= PROBLEM A =
Copy out every line of the records that contains the string "trunk". Case counts.

The young pianist now settled with his mother in Paris, where eight quiet years of piano teaching succeeded the excitement of his adventurous boyhood. His conduct at this crisis illustrates that keen sense of honor which was so agreeable a trait in his character. Considering that the money he had accumulated by his many successful concerts was rightfully his mother's, because of all the sacrifices she had made to his career, he made it over to her in a lump sum, and took up teaching for his own livelihood. It was an act of delicate justice, freely and cheerfully performed. Outwardly Liszt's life now became quite simple and laborious, almost plodding; but inwardly it was developing apace, and ramifying in many directions, under the provocations of this brilliant and complex Paris.

The Paris of 1830 was indeed a surrounding well fitted to encourage the most varied growth in the character of a young man so sensitive to influences, so complex in mental and moral constitution, as Liszt. There was, on the purely musical side, the powerful irritant of a public languid and frivolous, devoted to the showy tinsel of Kalkbrenner, Herz, Pixis, and Pleyel, and so indifferent to real music that Liszt had to coat the pill of a Beethoven Concerto with sugary ornamentation to make it go down. Such a public was a good stolid quarry for the marksmanship of an enthusiastic artist. In general intellectual life there was, on the other hand, a brisk fermentation highly exciting to Liszt's active mind. Paris was a seething pot of ideas, theories, heresies, aspirations, scepticisms, individualities. "Here is a whole fortnight," he writes in 1832, "that my mind and fingers have been working like two lost spirits—Homer, the Bible, Plato, Locke, Byron, Hugo, Lamartine, Châteaubriand, Beethoven, Bach, Hummel, Mozart, Weber, are all around me. I study them, meditate on them, devour them with fury; besides this I practise four to five hours of exercises.... Ah, provided I don't go mad, you will find an artist in me!"[39] Above all, there was in the French romanticism of 1830 an emotional delirium, a fever of the sentiments, which profoundly affected the high-strung young musician.

French literary romanticism was in essence an extension into the intellectual world of those principles which had received so striking a political embodiment in the French Revolution of 1789. About a generation was required for these principles to propagate themselves from the realm of practice into that of theory; in the Revolution they appeared as crude instincts; romanticism refined and systematized them into self-conscious doctrines. The revolutionary mob murdered the aristocrats who oppressed them; the romanticists proclaimed the effeteness of all arbitrary rules and all traditional ordinances, whether in life or in art. The revolutionists cried, in effect, "Each man for himself, and the devil take the hindmost"; the romanticists asserted, more politely but in as anarchic a spirit, "The individual alone is sacred; his development is of greater import than the welfare of society." And if romanticism had its analogue for the "Liberty" of the famous formula in its emancipation from traditional law, and its own version of the "Equality" as the "sacredness of the individual," it also had its equivalent for "Fraternity" in that somewhat hectic sentiment which usually proved too vaporous to bear the stress of an actual human situation. Both movements, too, were passionate exaggerations; they overshot their mark, and have had to be limited, qualified, and restrained by the saner sense of later generations.

= AVAILABLE RECORDS =
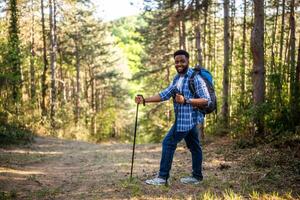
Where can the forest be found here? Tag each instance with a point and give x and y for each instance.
(68, 74)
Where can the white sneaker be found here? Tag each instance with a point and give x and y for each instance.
(190, 180)
(156, 181)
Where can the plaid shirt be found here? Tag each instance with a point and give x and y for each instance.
(187, 117)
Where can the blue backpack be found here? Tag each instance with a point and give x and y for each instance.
(208, 79)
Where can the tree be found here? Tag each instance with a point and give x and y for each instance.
(257, 49)
(225, 106)
(45, 63)
(13, 57)
(52, 21)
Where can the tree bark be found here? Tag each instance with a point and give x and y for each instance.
(292, 62)
(78, 91)
(45, 62)
(243, 67)
(32, 56)
(52, 14)
(257, 49)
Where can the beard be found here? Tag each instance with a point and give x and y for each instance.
(183, 70)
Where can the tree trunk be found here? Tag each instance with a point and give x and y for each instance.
(45, 62)
(52, 15)
(292, 62)
(32, 56)
(225, 107)
(297, 84)
(257, 49)
(243, 67)
(78, 91)
(93, 102)
(281, 41)
(13, 56)
(182, 31)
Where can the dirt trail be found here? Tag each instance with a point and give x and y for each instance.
(61, 169)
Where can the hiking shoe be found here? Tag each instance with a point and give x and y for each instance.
(190, 180)
(156, 181)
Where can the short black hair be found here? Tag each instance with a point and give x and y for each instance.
(181, 52)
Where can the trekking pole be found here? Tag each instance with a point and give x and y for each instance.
(134, 137)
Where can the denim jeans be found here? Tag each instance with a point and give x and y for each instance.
(169, 145)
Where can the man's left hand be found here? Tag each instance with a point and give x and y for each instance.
(179, 99)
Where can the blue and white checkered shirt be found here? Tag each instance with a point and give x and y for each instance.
(187, 117)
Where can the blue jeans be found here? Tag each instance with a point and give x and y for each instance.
(169, 145)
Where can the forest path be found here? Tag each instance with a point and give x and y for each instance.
(53, 168)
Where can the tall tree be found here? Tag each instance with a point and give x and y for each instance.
(292, 62)
(225, 106)
(14, 54)
(45, 63)
(243, 65)
(52, 20)
(257, 49)
(32, 55)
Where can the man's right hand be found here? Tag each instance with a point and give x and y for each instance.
(139, 99)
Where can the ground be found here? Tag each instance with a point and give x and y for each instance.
(53, 168)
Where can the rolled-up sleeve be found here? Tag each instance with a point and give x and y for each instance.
(167, 93)
(201, 89)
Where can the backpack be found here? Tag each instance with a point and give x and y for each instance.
(207, 77)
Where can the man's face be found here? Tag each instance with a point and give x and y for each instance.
(181, 64)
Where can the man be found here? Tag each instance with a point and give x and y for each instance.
(186, 120)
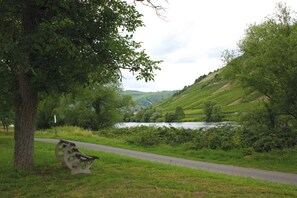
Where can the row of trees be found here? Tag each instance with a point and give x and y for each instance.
(93, 107)
(51, 47)
(267, 64)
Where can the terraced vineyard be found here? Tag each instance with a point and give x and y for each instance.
(230, 95)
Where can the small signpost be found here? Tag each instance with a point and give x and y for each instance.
(55, 122)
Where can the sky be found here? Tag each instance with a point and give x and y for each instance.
(191, 39)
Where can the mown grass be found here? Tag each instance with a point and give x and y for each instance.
(117, 176)
(277, 160)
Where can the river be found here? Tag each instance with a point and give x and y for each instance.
(188, 125)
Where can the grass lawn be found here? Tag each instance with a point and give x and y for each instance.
(278, 160)
(117, 176)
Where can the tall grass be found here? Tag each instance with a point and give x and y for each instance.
(117, 176)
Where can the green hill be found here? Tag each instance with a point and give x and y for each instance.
(229, 94)
(145, 99)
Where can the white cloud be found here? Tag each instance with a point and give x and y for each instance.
(193, 37)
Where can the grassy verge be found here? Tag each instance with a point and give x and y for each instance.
(117, 176)
(277, 160)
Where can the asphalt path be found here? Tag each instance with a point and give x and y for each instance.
(272, 176)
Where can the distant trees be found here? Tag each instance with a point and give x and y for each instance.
(149, 114)
(93, 107)
(178, 115)
(53, 46)
(212, 111)
(268, 66)
(269, 60)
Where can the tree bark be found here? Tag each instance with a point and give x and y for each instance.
(27, 97)
(25, 122)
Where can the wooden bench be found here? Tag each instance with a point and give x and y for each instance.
(69, 155)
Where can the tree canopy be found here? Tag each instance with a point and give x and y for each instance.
(268, 60)
(52, 46)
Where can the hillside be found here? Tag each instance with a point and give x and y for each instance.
(230, 95)
(145, 99)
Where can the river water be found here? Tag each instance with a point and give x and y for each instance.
(188, 125)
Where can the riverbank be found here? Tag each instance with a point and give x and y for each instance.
(117, 176)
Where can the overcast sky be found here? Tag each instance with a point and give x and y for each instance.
(192, 38)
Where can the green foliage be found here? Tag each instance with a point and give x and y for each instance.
(268, 61)
(157, 179)
(212, 111)
(179, 113)
(146, 99)
(149, 114)
(264, 131)
(91, 108)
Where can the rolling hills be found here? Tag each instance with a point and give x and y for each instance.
(145, 99)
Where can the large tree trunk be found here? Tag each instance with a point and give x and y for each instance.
(26, 101)
(24, 124)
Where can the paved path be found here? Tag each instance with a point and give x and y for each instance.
(219, 168)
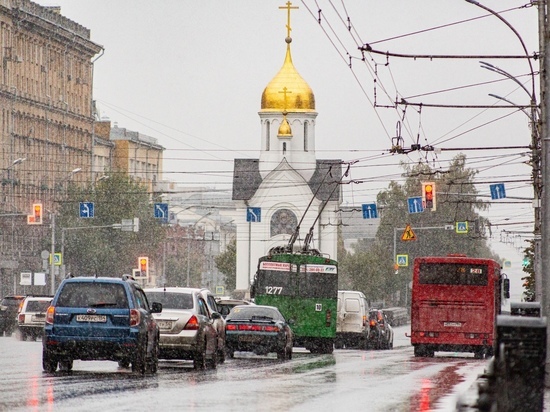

= PROBLEM B =
According to the passage on Liszt, what did he do with the money he had accumulated from his concerts?

= SOLUTION A =
Where can the tree trunk be found here? Tag each instance with a point and give x and y for each instance.
Where can the large tree trunk be found here? Tag each instance with a point and give x and y for each instance.

= SOLUTION B =
He made it over to his mother in a lump sum.